To draw with Flash Player 11’s Stage3D API, you must set up the state of various GPU resources before finally calling drawTriangles. Inevitably, you’ll end up calling drawTriangles multiple times during a single frame to draw your characters, terrain, sky, and so forth. In between these calls you will change the GPU’s state by calling Context3D‘s set* functions. This article will show you which of these functions can literally cut your app’s performance in half.

There are many set* functions in Context3D, but here I’m testing some of the most common ones:

  • Shader programs: setProgram
  • Vertex buffers: setVertexBufferAt
  • Textures: setTextureAt

The following test app started life as the Simple Stage3D Camera test app. I then augmented it in the following ways:

  • Added more cubes until my performance dropped below the 60 FPS cap
  • Removed all camera controls and pointed it so that all cubes were visible
  • Made duplicate GPU resources for the texture, shader program, and vertex buffers (positions and texture coordinates)
══════
SET OF TASKS
**1.** In the Stage3D article, write out the passage between "There are many" and "and texture coordinates)", inclusive.
**2.** According to the Stage3D article, why does an app end up calling drawTriangles more than once in a single frame? Answer in one to three sentences.
**3.** Give what follows the last sentence of the Stage3D article.

SOURCE EXCERPT
══════
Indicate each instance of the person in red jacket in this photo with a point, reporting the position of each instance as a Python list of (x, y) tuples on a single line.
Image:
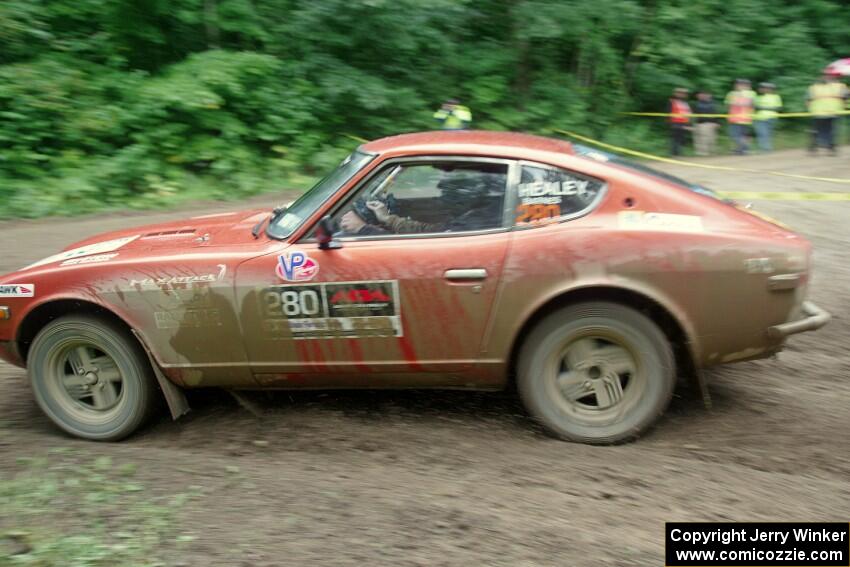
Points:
[(680, 120)]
══════
SOLVED TASKS
**1.**
There are many set* functions in Context3D, but here I’m testing some of the most common ones:

  • Shader programs: setProgram
  • Vertex buffers: setVertexBufferAt
  • Textures: setTextureAt

The following test app started life as the Simple Stage3D Camera test app. I then augmented it in the following ways:

  • Added more cubes until my performance dropped below the 60 FPS cap
  • Removed all camera controls and pointed it so that all cubes were visible
  • Made duplicate GPU resources for the texture, shader program, and vertex buffers (positions and texture coordinates)

**2.** An app calls drawTriangles several times per frame so it can draw its different parts, such as characters, terrain, and sky. Before each draw, the GPU's state is changed with Context3D's set* functions.

**3.**
  • Added check boxes to allow for changing the state of these GPU resources between every draw
  • Added dummy code (an & and a function call) when state changing is disabled to avoid an unfair advantage
  • UPDATE: Added buttons to change the number of cubes. The below results are for 15x15x15.

When the GPU state (i.e. texture, shader program, or vertex buffer) is changed between every draw, there should be no difference in the visual output because the alternate GPU resources being switched to are identical.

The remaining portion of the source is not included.